→ **Quoted passage**:

• • • • •

“Jesus, I’ve never seen so many fyfas!” said J as we stocked up on provisions in a Maxima supermarket in Palanga. We had come to hunt for amber (to scavenge, it would soon turn out) and I was feeling predatory (supermarkets have that effect on me). I had noticed all the gaudily outfitted fyfas parading around the aisles with their speculative breasts and backbiting butts. But I was in hot pursuit of spinach, shallots and aubergine for the pasta dish we had decided to make. For such a large and bounteous supermarket, the vegetable section offered frustratingly slim pickings. There were a few rooty staples but little to excite a seasoned vegetable-lover: we had to make do with oyster mushrooms, rucola and a red onion (the meat section, in contrast, was carnally encyclopaedic). I was almost sweating as we stood in line to pay (the queue was moving painfully slowly from problems with the payment terminal). I felt trapped, cornered. An exaggeratedly feminine fyfa stood in front of me, a stout worker (still in overalls) was scowling away behind me. Between these two hyperbolic gender archetypes, I felt positively androgynous. Palanga: a perfect microcosm of Lithuania, a pretty little window into its meaty soul.

As we drove away from the supermarket, the car stereo mysteriously rejected the CD we were listening to and switched instead to a local radio station playing oppressively perky Lithuanian pop music. Palanga, it seemed, was such a powerful beacon of Lithuanianness that it refused to recognise strange-sounding foreign music that did not conform to its bouncy, flouncy, generic rhythms. Or at least that’s what I thought until J said I had probably changed the stereo’s settings (I had been playing about with it on the motorway) and it was now programmed to tune into the strongest signal.

• • • • •

→ **Directive A**:
In the Palanga passage, what did the narrator and J end up buying instead of spinach, shallots and aubergine?

• • • • •

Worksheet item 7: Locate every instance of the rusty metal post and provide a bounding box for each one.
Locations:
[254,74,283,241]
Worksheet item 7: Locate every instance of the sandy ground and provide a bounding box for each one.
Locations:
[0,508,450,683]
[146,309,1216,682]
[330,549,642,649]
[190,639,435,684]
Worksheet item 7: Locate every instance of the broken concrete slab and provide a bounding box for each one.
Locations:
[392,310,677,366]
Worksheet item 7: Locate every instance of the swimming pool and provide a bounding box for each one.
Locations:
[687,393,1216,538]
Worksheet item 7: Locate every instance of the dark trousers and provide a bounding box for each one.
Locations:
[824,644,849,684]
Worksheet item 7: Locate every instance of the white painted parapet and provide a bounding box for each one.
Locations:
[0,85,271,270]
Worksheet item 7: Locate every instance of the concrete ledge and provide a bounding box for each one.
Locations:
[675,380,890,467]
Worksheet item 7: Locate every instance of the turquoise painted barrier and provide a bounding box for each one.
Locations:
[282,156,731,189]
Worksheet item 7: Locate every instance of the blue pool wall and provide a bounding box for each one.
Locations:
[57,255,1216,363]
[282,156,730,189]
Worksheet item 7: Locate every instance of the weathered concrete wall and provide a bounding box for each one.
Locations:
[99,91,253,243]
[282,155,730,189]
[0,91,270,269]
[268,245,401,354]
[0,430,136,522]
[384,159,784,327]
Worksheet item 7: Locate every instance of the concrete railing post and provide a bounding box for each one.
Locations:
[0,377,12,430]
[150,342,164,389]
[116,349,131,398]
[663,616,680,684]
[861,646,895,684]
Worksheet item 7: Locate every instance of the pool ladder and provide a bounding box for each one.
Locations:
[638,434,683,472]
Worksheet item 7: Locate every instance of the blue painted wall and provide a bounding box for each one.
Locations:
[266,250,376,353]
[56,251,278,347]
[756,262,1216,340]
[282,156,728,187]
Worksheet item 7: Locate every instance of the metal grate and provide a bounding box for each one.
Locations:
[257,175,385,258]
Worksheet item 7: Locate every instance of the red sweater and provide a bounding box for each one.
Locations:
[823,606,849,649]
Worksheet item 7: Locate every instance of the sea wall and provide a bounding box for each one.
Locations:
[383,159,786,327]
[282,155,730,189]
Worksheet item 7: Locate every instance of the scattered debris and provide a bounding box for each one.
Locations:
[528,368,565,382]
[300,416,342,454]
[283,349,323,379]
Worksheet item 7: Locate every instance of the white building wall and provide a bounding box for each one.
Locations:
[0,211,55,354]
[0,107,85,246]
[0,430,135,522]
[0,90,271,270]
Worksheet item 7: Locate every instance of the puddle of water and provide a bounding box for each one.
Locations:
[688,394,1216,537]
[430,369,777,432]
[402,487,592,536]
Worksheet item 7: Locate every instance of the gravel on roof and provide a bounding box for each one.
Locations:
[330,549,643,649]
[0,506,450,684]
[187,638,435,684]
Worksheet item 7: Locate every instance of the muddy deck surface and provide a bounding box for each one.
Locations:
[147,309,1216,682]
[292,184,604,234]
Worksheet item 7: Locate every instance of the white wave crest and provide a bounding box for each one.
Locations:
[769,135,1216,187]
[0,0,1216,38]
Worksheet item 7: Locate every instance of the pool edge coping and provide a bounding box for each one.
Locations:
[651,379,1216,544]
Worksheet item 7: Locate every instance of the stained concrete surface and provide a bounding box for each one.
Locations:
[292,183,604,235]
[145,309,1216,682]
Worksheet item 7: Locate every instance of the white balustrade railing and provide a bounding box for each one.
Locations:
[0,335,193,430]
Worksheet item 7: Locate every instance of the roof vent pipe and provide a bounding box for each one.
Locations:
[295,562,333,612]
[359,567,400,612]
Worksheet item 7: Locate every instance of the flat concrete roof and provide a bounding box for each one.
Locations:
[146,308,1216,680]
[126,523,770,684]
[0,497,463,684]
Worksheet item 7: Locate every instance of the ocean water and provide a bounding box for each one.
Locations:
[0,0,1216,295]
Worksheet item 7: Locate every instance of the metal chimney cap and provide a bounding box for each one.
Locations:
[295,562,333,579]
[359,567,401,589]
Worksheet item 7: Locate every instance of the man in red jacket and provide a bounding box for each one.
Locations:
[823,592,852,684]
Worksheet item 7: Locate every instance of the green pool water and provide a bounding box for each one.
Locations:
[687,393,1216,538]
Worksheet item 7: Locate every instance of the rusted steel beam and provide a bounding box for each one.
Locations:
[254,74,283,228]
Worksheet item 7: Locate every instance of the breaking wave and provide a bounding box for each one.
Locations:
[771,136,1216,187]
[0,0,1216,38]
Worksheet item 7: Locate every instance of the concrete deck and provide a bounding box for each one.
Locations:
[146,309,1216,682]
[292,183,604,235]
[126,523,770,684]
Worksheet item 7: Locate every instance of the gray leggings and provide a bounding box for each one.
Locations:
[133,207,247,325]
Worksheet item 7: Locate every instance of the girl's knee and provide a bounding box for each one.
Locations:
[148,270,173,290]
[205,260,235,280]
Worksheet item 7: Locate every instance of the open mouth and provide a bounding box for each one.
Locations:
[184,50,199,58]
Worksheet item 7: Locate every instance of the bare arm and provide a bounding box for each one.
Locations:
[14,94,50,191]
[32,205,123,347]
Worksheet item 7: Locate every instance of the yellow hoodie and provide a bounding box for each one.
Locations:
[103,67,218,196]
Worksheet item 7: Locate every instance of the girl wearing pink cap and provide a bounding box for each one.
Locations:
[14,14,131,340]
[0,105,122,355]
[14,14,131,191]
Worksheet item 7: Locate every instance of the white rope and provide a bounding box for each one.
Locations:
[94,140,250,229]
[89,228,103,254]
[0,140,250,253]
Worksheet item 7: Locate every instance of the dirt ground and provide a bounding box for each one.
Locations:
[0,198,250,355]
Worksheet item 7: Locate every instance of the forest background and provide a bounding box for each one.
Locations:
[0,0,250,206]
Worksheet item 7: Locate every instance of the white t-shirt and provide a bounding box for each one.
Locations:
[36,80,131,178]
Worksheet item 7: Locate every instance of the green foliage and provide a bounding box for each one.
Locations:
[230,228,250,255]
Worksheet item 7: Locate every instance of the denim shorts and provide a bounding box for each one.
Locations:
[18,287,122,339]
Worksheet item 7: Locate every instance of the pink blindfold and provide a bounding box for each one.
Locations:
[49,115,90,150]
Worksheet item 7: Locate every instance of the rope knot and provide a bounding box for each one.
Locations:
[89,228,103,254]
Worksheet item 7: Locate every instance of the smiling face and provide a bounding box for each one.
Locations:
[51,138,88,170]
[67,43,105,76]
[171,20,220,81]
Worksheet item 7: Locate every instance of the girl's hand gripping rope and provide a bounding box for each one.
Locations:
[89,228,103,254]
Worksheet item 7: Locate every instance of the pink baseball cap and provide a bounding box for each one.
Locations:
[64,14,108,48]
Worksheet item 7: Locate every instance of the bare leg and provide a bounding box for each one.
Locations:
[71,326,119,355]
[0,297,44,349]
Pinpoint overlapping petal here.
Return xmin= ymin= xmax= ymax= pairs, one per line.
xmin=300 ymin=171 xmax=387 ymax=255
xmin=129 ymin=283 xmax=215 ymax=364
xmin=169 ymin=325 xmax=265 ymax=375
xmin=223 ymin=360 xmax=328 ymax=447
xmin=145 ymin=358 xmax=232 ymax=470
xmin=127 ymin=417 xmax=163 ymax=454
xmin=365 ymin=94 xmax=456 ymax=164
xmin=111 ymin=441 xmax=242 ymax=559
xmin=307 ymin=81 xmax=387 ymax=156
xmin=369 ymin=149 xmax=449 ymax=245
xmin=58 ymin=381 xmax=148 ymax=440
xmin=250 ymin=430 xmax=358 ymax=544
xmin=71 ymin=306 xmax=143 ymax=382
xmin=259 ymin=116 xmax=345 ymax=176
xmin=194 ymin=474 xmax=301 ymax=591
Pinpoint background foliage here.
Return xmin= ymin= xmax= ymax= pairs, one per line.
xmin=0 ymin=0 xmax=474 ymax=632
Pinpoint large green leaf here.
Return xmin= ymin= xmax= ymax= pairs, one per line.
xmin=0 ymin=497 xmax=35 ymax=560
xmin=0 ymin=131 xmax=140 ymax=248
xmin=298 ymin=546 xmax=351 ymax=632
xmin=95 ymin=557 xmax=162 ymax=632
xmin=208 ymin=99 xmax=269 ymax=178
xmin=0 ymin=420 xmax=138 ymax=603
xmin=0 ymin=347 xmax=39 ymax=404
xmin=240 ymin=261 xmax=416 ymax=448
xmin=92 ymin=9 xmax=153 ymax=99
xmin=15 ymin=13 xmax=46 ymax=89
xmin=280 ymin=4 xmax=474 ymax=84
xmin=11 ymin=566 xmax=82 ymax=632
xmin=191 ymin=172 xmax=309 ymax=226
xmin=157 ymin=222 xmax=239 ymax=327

• • • • •

→ **Directive B**:
Please convert the part of the listing that opens with the line containing "Worksheet item 7: Locate every instance of the metal chimney" and closes with the line containing "[0,198,250,355]" into a Markdown table with the columns Row and Line, numbering each line and leaving out blank lines.

→ **Correct answer A**:
Oyster mushrooms, rucola and a red onion.

→ **Correct answer B**:
| Row | Line |
|---|---|
| 1 | Worksheet item 7: Locate every instance of the metal chimney cap and provide a bounding box for each one. |
| 2 | Locations: |
| 3 | [295,562,333,579] |
| 4 | [359,567,401,589] |
| 5 | Worksheet item 7: Locate every instance of the man in red jacket and provide a bounding box for each one. |
| 6 | Locations: |
| 7 | [823,592,852,684] |
| 8 | Worksheet item 7: Locate every instance of the green pool water and provide a bounding box for each one. |
| 9 | Locations: |
| 10 | [687,393,1216,538] |
| 11 | Worksheet item 7: Locate every instance of the rusted steel beam and provide a bounding box for each one. |
| 12 | Locations: |
| 13 | [254,74,283,228] |
| 14 | Worksheet item 7: Locate every instance of the breaking wave and provide a bounding box for each one. |
| 15 | Locations: |
| 16 | [771,136,1216,187] |
| 17 | [0,0,1216,38] |
| 18 | Worksheet item 7: Locate every instance of the concrete deck and provide a bounding box for each one. |
| 19 | Locations: |
| 20 | [146,309,1216,682] |
| 21 | [292,183,604,235] |
| 22 | [126,523,770,684] |
| 23 | Worksheet item 7: Locate every instance of the gray leggings and provide a bounding box for each one. |
| 24 | Locations: |
| 25 | [133,207,247,325] |
| 26 | Worksheet item 7: Locate every instance of the girl's knee and provide a bounding box for each one. |
| 27 | Locations: |
| 28 | [148,270,173,290] |
| 29 | [205,260,235,280] |
| 30 | Worksheet item 7: Locate every instance of the open mouth and provide a bounding box for each one. |
| 31 | Locations: |
| 32 | [184,50,199,58] |
| 33 | Worksheet item 7: Locate every instance of the bare arm and provide a bounding box for each one. |
| 34 | Locations: |
| 35 | [14,94,50,191] |
| 36 | [32,205,123,347] |
| 37 | Worksheet item 7: Locate every instance of the yellow hoodie and provide a bounding box for each one. |
| 38 | Locations: |
| 39 | [103,67,218,196] |
| 40 | Worksheet item 7: Locate every instance of the girl wearing pink cap and provide a bounding box for each one. |
| 41 | Locations: |
| 42 | [14,14,131,340] |
| 43 | [0,105,122,355] |
| 44 | [14,14,131,191] |
| 45 | Worksheet item 7: Locate every instance of the white rope and provide a bounding box for each one. |
| 46 | Locations: |
| 47 | [94,140,250,229] |
| 48 | [89,228,103,254] |
| 49 | [0,140,250,253] |
| 50 | Worksheet item 7: Locate every instance of the dirt ground and provide a bounding box for each one. |
| 51 | Locations: |
| 52 | [0,198,250,355] |